Data for this task
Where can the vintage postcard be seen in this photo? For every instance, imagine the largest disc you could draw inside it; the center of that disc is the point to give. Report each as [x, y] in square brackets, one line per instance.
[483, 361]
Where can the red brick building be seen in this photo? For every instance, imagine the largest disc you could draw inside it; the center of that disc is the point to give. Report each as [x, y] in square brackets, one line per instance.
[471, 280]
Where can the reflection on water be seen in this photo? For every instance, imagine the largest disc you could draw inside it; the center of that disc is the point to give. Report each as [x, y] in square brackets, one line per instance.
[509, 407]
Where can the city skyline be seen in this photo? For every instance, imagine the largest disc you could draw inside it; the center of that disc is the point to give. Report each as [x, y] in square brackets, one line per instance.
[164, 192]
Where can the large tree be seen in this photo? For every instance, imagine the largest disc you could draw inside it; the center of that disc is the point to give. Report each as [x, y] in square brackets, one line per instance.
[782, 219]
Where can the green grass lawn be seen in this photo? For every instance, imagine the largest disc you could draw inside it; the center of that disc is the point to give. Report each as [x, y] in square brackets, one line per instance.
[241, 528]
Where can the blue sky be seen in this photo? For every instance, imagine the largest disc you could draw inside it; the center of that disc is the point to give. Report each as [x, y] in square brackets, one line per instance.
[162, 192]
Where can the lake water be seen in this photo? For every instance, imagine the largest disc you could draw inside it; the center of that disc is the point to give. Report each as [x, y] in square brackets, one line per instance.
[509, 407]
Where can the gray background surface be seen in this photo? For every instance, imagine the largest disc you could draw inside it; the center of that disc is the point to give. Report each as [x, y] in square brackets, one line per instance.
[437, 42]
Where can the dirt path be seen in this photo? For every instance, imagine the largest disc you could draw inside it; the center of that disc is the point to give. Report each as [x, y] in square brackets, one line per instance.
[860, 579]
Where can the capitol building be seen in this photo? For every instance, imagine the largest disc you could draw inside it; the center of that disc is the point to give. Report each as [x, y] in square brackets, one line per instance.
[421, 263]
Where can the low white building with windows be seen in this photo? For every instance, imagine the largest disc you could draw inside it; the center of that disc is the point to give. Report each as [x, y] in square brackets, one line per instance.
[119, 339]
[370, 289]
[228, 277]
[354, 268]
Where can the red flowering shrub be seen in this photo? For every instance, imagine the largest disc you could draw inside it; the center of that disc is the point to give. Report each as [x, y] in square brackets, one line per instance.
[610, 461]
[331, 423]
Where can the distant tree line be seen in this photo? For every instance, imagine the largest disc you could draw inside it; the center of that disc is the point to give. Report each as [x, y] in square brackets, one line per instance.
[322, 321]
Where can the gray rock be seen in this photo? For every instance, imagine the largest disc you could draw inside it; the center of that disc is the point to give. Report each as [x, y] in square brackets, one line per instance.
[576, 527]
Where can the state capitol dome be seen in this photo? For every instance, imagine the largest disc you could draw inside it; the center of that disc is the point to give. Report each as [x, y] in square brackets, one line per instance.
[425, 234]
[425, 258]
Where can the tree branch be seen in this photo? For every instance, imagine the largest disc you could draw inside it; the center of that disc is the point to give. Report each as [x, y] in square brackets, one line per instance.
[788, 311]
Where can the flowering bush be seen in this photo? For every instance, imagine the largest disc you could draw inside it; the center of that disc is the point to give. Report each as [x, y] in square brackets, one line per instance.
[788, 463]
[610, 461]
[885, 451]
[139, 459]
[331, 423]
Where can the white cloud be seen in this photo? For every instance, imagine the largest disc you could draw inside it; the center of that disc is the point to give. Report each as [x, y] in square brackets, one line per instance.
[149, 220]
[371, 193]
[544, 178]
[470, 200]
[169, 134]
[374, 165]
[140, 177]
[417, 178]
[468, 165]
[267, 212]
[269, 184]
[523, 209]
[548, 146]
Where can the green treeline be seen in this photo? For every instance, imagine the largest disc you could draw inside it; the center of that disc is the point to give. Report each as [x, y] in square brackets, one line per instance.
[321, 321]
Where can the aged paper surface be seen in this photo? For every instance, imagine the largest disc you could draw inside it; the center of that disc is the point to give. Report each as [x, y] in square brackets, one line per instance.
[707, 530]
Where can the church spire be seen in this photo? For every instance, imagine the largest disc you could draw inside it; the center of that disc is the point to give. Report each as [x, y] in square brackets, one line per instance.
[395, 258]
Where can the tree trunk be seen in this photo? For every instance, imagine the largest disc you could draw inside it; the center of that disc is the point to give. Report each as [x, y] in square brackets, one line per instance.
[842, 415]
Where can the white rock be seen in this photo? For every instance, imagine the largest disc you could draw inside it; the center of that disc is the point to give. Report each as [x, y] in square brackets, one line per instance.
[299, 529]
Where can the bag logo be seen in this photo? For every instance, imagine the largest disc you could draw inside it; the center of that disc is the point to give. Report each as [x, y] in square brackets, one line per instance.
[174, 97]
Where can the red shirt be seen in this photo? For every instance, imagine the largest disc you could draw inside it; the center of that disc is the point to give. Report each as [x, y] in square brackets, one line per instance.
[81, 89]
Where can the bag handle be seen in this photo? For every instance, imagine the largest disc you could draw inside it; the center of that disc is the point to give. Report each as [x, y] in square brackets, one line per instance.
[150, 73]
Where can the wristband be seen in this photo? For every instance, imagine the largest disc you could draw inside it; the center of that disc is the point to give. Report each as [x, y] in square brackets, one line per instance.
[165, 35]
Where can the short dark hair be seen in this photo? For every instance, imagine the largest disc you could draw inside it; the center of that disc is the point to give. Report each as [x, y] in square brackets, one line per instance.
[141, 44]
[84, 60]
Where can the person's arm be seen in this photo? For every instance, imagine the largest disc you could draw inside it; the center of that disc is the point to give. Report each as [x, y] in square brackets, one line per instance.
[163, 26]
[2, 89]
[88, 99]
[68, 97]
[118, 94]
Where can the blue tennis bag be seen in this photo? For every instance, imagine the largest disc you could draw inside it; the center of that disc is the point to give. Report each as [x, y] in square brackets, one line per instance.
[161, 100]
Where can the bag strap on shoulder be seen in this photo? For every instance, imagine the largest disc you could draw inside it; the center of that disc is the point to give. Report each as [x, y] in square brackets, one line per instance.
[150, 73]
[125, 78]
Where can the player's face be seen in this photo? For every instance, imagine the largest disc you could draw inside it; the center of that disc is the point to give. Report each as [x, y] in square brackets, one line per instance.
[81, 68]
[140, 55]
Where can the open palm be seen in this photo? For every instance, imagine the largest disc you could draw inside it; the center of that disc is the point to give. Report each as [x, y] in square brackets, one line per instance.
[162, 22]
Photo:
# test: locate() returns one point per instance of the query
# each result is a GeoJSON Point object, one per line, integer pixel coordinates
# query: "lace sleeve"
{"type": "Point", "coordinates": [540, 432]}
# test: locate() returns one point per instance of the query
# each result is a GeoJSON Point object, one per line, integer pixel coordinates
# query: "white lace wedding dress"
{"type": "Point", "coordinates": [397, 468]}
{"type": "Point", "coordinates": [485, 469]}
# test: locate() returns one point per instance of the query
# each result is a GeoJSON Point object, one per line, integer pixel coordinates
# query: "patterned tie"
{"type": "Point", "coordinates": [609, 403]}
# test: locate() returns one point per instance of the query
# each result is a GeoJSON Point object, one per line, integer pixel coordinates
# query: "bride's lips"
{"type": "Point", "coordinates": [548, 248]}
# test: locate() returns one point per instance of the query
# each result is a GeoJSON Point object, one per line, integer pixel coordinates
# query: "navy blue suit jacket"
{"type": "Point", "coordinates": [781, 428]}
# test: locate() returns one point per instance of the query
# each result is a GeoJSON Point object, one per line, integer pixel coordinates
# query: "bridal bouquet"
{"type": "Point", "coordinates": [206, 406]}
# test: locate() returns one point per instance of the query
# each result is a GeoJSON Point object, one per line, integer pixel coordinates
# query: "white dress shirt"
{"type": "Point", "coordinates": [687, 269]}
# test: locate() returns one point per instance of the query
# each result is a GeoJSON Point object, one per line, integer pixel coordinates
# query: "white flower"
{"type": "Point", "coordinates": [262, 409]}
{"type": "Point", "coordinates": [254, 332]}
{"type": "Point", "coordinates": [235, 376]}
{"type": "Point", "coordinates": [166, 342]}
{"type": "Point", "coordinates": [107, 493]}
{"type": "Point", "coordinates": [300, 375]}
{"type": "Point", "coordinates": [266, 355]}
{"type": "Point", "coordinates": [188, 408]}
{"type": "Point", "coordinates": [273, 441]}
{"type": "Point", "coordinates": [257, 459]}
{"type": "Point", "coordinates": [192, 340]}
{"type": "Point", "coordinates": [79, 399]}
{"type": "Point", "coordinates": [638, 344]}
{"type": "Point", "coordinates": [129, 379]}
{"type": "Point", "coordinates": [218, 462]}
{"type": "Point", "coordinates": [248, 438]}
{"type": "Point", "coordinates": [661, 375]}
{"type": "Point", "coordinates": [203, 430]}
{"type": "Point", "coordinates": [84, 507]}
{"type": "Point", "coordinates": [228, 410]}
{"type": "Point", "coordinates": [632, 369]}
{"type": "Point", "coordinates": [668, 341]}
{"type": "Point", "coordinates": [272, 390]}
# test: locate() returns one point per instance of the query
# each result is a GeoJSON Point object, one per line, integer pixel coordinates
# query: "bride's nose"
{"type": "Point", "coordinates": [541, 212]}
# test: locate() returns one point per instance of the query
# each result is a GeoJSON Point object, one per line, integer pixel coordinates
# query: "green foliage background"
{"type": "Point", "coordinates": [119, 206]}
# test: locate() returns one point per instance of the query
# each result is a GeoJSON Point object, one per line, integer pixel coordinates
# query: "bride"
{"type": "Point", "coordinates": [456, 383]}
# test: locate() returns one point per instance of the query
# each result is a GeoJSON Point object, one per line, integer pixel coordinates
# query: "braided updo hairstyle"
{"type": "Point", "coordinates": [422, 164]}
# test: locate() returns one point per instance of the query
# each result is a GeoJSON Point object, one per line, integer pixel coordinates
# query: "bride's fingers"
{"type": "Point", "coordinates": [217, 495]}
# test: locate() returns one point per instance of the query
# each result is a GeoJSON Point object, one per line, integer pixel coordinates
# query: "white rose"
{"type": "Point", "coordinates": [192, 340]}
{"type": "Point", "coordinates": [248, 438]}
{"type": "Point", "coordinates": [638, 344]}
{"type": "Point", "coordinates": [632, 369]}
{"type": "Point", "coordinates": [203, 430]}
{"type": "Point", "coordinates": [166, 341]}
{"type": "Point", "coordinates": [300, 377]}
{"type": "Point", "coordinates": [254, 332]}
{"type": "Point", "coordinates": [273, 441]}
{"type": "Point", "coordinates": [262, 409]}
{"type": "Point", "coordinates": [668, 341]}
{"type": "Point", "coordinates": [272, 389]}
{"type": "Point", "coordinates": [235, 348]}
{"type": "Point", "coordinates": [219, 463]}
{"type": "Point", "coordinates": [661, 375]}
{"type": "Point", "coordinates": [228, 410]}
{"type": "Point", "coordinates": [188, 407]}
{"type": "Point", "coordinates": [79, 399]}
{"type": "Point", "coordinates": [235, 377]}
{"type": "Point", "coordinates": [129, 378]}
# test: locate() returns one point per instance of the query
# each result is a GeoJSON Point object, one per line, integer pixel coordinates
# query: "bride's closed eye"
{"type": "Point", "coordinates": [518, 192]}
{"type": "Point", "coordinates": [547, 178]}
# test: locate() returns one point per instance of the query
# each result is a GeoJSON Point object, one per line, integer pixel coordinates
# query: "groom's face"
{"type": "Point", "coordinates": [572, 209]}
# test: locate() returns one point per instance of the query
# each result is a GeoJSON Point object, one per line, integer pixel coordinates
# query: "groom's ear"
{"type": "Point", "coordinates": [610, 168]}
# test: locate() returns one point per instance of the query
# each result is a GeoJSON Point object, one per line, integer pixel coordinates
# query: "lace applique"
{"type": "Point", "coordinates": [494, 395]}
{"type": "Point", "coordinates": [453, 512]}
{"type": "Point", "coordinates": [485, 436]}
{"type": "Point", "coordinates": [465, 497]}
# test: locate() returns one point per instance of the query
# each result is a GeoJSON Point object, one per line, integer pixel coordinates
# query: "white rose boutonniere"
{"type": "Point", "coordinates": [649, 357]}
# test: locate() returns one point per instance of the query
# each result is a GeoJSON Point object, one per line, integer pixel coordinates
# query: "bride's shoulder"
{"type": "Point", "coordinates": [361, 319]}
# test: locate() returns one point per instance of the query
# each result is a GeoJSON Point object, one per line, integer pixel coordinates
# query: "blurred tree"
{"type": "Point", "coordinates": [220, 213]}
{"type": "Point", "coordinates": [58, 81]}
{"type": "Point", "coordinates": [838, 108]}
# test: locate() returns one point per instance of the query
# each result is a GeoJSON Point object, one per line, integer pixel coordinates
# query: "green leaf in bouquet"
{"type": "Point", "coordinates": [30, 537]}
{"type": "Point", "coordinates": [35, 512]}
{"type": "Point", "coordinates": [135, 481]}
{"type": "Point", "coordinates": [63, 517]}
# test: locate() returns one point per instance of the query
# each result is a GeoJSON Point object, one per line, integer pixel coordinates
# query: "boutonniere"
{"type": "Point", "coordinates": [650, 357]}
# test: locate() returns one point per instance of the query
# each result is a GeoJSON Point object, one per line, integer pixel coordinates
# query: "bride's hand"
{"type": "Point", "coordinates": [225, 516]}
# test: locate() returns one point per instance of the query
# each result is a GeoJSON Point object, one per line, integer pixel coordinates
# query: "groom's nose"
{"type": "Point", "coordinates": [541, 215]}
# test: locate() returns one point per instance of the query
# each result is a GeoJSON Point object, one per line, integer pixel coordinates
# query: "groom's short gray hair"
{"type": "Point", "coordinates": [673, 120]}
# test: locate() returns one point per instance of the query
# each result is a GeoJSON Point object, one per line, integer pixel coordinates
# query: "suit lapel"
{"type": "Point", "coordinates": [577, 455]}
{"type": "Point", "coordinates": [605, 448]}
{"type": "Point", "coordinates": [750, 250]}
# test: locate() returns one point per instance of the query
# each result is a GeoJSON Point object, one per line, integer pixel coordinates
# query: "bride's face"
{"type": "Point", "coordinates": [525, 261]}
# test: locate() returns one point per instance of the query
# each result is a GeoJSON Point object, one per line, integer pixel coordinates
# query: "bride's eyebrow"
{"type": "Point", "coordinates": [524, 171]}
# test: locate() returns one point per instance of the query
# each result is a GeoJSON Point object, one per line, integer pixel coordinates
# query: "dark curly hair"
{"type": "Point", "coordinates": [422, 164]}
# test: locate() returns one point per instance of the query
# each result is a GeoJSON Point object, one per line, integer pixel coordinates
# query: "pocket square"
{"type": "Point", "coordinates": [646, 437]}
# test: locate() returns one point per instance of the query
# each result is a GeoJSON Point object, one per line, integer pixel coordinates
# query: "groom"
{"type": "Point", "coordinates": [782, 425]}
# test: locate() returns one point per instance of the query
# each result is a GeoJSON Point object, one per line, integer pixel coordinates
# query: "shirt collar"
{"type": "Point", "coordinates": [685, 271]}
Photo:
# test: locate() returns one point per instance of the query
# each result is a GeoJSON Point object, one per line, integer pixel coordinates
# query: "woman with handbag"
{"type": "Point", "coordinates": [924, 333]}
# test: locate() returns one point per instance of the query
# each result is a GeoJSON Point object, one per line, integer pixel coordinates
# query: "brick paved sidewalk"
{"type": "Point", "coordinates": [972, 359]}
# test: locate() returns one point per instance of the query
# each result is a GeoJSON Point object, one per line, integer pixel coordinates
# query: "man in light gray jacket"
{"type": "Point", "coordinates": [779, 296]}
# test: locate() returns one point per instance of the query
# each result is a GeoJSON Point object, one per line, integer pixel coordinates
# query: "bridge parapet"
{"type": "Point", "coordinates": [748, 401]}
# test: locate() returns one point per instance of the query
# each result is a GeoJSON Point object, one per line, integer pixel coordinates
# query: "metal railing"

Given instruction
Report each line in the entries above that contains the string "nose".

Task result
# query: "bride's nose"
# query: "groom's nose"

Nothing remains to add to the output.